**REQUEST**
Copy out all the records below, changing every "Example prompt" to "Search label" and leaving everything else as it is. Leave the pictures out.

** START RECORDS **

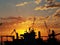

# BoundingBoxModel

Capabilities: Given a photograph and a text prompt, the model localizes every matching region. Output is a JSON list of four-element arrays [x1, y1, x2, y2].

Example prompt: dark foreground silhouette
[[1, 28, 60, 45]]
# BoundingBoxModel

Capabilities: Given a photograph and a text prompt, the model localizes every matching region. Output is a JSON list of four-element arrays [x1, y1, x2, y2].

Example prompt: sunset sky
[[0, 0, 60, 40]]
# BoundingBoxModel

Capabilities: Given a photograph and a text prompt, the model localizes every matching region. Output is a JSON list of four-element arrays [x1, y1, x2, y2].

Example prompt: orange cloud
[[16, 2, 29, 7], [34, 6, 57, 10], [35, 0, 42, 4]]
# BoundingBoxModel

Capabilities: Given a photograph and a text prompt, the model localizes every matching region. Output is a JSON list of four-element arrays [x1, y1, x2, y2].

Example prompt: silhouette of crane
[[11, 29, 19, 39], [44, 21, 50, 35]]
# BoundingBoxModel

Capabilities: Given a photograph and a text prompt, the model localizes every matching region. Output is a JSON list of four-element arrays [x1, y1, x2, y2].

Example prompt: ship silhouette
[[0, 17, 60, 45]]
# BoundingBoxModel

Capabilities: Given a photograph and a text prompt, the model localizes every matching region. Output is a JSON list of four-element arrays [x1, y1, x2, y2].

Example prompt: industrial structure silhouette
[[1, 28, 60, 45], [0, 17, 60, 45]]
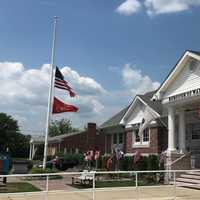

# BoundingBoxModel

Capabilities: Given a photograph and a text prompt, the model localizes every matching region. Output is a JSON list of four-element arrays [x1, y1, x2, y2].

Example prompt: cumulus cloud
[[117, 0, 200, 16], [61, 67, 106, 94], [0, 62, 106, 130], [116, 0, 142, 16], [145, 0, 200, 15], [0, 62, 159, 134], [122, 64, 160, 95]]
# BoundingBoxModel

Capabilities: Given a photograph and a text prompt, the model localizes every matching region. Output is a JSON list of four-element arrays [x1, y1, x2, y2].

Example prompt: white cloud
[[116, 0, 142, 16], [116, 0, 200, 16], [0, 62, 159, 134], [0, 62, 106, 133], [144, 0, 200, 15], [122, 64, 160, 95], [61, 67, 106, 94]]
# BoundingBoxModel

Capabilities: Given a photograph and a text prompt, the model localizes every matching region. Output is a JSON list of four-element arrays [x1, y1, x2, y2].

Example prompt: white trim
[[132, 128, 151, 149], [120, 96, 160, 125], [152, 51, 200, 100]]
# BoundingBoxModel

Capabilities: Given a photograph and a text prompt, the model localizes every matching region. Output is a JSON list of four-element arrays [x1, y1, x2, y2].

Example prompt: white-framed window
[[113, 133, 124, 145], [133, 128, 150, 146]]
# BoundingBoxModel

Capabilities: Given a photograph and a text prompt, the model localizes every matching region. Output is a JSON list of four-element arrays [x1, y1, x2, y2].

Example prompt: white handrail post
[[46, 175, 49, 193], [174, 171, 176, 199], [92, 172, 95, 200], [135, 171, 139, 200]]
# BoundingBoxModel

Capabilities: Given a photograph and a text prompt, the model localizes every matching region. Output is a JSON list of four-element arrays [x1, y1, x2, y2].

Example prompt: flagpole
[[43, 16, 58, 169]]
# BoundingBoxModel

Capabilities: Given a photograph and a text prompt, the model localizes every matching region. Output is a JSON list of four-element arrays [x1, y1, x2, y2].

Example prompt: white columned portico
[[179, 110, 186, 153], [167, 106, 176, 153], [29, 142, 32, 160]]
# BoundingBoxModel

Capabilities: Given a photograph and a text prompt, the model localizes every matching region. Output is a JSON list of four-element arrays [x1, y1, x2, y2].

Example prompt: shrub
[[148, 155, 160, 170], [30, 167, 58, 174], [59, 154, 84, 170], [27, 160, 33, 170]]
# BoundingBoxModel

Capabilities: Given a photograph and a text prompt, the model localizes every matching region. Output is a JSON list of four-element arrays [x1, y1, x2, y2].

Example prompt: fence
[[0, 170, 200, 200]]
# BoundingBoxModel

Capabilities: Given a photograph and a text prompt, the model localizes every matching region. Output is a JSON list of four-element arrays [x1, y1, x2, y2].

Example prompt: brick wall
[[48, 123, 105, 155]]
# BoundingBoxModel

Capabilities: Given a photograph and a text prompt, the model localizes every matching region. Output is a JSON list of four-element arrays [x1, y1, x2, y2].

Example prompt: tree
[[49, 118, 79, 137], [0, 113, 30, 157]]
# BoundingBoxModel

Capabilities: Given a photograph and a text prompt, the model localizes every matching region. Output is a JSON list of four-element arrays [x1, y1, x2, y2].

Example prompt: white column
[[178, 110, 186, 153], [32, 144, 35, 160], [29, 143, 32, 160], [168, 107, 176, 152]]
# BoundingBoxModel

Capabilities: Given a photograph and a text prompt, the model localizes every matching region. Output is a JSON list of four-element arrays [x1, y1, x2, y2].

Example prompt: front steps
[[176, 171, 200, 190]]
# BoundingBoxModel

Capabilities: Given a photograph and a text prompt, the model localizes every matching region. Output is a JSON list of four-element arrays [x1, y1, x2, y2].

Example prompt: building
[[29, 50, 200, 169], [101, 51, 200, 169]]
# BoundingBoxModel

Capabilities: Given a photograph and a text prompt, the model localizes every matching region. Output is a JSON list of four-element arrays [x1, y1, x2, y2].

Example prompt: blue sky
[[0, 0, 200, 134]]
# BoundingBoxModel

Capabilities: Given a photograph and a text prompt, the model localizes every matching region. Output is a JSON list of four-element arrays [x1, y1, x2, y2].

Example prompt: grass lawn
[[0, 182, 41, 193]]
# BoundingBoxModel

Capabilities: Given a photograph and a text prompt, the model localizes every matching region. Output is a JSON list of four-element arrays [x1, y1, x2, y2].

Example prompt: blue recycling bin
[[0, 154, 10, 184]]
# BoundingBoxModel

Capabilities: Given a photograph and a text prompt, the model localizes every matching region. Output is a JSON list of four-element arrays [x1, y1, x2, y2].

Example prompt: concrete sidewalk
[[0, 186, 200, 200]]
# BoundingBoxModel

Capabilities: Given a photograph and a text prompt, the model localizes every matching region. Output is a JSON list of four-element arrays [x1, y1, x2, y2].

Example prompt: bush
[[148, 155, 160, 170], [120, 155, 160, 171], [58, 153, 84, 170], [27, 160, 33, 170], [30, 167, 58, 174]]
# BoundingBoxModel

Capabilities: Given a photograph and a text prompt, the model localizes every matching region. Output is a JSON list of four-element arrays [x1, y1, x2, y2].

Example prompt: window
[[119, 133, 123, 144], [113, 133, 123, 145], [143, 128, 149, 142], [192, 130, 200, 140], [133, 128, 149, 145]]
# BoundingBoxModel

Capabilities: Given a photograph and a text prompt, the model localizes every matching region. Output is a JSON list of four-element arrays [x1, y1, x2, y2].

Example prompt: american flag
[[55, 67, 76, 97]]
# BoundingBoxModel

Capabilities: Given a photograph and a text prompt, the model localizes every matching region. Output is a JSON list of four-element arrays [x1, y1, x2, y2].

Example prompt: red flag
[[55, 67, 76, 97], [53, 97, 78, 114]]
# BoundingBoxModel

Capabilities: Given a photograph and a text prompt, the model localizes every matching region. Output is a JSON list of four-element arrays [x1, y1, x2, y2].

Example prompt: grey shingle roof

** END RECORDS **

**ANSWER TO THIS PROBLEM**
# BoundingBoxModel

Capabilities: Given a photograph and a text prompt, the model localizes every matching region. Output is a JSON list of four-element arrays [x1, y1, x2, y2].

Search label: dark foreground silhouette
[[1, 28, 60, 45]]
# BoundingBoxModel

Capabilities: Given a photograph and a text prompt, the model localizes every matching region. Output is a JSON list of four-element arrays [x1, y1, x2, y2].

Search label: sunset sky
[[0, 0, 60, 40]]
# BoundingBoxModel

Capabilities: Given a photograph and a text prompt, the model localizes every matching region. Output is a JSON list of four-element arrays [x1, y1, x2, y2].

Search label: orange cloud
[[16, 2, 29, 7], [34, 6, 57, 10], [35, 0, 42, 4]]
# BoundingBoxModel

Capabilities: Given a photograph and a text prompt, the model localizes every matching region. Output is a JSON list of four-element arrays [x1, y1, x2, y2].

Search label: silhouette of crane
[[11, 29, 19, 39], [44, 21, 50, 35]]
# BoundingBoxModel

Capabilities: Given a photograph and a text prompt, the model localizes every matching region. Output is a JSON list of four-element arrays [x1, y1, x2, y2].

Search label: ship silhouette
[[0, 17, 60, 45]]
# BoundingBoxModel

Capabilities: Given a photograph and a text prompt, the model localizes every matching region. Output is a JSON list of four-element arrays [x1, y1, x2, y2].

Search label: industrial structure silhouette
[[1, 28, 60, 45], [0, 17, 60, 45]]

# BoundingBoxModel

Capabilities: Given a photograph and a text prompt, the model localizes every matching region. Output is a JSON list of four-element arrays [x1, y1, x2, y2].

Search label: cumulus cloud
[[117, 0, 200, 16], [61, 67, 106, 94], [0, 62, 106, 130], [116, 0, 142, 16], [145, 0, 200, 15], [0, 62, 159, 134], [122, 64, 160, 95]]
# BoundingBoxModel

Capabilities: Given a photograph and a text prompt, the model localizes every matching region. Output is a JSON list of four-element arrays [x1, y1, x2, y2].

Search label: white cloud
[[116, 0, 142, 16], [116, 0, 200, 16], [0, 62, 159, 134], [0, 62, 106, 133], [144, 0, 200, 15], [122, 64, 160, 95], [61, 67, 106, 94]]
# BoundingBoxModel

Capabilities: Given a photograph and a text prompt, the model localizes every matching region. Output is a JSON list of four-element arrays [x1, y1, x2, y2].

Search label: white trim
[[132, 128, 151, 149], [120, 96, 160, 125], [152, 51, 200, 100]]
# BoundingBoxModel

Capabilities: Given a photograph and a text prompt, the model localizes every matching region. Output is a JSON list of four-element arrays [x1, y1, x2, y2].

Search label: white-framed window
[[113, 133, 124, 145], [133, 128, 150, 146]]
# BoundingBoxModel

Capabilities: Given a photograph and a text prompt, the model localizes every matching region. Output is a JSON list of four-element arrays [x1, y1, x2, y2].

Search label: white handrail post
[[46, 175, 49, 193], [174, 171, 176, 199], [92, 172, 95, 200], [135, 171, 139, 200]]
# BoundingBoxModel

Capabilities: Given a photograph and a text prompt, the model localizes every matching region. Output is a JSON list of four-element arrays [x1, y1, x2, y2].

Search label: flagpole
[[43, 16, 58, 169]]
# BoundingBoxModel

Capabilities: Given a photograph and a text prompt, the model localizes every matching region. Output is a JSON list of four-element arrays [x1, y1, x2, y2].

Search label: white columned portico
[[179, 110, 186, 153], [167, 106, 176, 153], [29, 142, 32, 160]]
# BoundingBoxModel

Capabilities: Given a photograph and a text prompt, the model localizes every matching region. Output is a JSON list of four-element arrays [x1, y1, x2, y2].

Search label: shrub
[[148, 155, 160, 170], [30, 167, 58, 174], [59, 154, 84, 170], [27, 160, 33, 170]]
# BoundingBoxModel

Capabilities: Given a photograph and a text prompt, the model localizes every matching region. Output is a JSON list of four-element arrays [x1, y1, x2, y2].

Search label: fence
[[0, 170, 200, 200]]
# BoundingBoxModel

Capabilities: Given a photograph and a text prompt, the model localizes every matching region. Output is a JSON list of four-element arrays [x1, y1, x2, y2].

Search label: brick wall
[[48, 123, 105, 155]]
# BoundingBoxModel

Capabilities: Given a photograph and a text prompt, the model localizes every matching region. Output is a JSON list of four-element arrays [x1, y1, x2, y2].

Search label: tree
[[49, 118, 79, 137], [0, 113, 30, 157]]
# BoundingBoxModel

Capabilities: Given a photograph and a text prompt, the model localizes every matching region. Output is a JSON list of four-element arrays [x1, y1, x2, y2].

Search label: white column
[[178, 110, 186, 153], [32, 144, 35, 160], [29, 143, 32, 160], [168, 107, 176, 152]]
# BoundingBoxModel

Capabilities: Given a photograph and a text prompt, the model localizes every matching region. Output is a JSON list of four-element arrays [x1, y1, x2, y2].

Search label: front steps
[[176, 171, 200, 190]]
# BoundingBoxModel

Capabilities: Given a photograph and a text prompt, the model localizes every matching region. Output is a JSON list of four-element arrays [x1, y1, x2, y2].

Search label: building
[[29, 50, 200, 169], [101, 51, 200, 169]]
# BoundingBoxModel

Capabilities: Given a photograph and a text prompt, the model localizes every matching region. Output is a JSON list of four-element arrays [x1, y1, x2, y2].

Search label: blue sky
[[0, 0, 200, 134]]
# BoundingBoxModel

Capabilities: Given a photograph and a text prompt, the model localizes every matching region. Output is a JSON list of four-element arrays [x1, y1, x2, y2].

Search label: grass lawn
[[0, 182, 41, 193]]
# BoundingBoxModel

Capabilities: Given a photograph and a text prompt, the model localizes every matching region. Output is a JSON list of four-element arrays [x1, y1, x2, y2].

Search label: blue recycling bin
[[0, 154, 10, 184]]
# BoundingBoxModel

Capabilities: Given a photograph and a text prompt, the model localizes every matching region. Output is a JSON list of four-element arrays [x1, y1, x2, y2].

Search label: concrete sidewalk
[[0, 186, 200, 200]]
# BoundingBoxModel

Capabilities: Given a photograph and a text prompt, the model localizes every matching region. Output is a JSON list of four-element arrays [x1, y1, x2, y2].

Search label: bush
[[148, 155, 160, 170], [120, 155, 160, 171], [58, 153, 84, 170], [27, 160, 33, 170], [30, 167, 58, 174]]
# BoundingBoxModel

Capabilities: Given a photograph and a text prompt, the model localizes every matching region. Output is a JSON list of four-element arrays [x1, y1, x2, y2].

Search label: window
[[119, 133, 123, 144], [113, 133, 123, 145], [143, 128, 149, 142], [192, 130, 200, 140], [133, 128, 149, 145]]
# BoundingBoxModel

Capabilities: Given a photograph and a text prompt, the model localizes every matching region. Output is a JSON list of four-element arrays [x1, y1, x2, y2].

Search label: american flag
[[55, 67, 76, 97]]
# BoundingBoxModel

Capabilities: Given a photograph and a text prompt, the model localizes every matching region. Output is a JSON list of four-element arrays [x1, y1, x2, y2].

Search label: red flag
[[55, 67, 76, 97], [53, 97, 78, 114]]
# BoundingBoxModel

Capabilities: Given a photograph and a text prompt, the model localizes every matching region. Output is a JSON list of four-element arrays [x1, y1, x2, y2].

Search label: grey shingle roof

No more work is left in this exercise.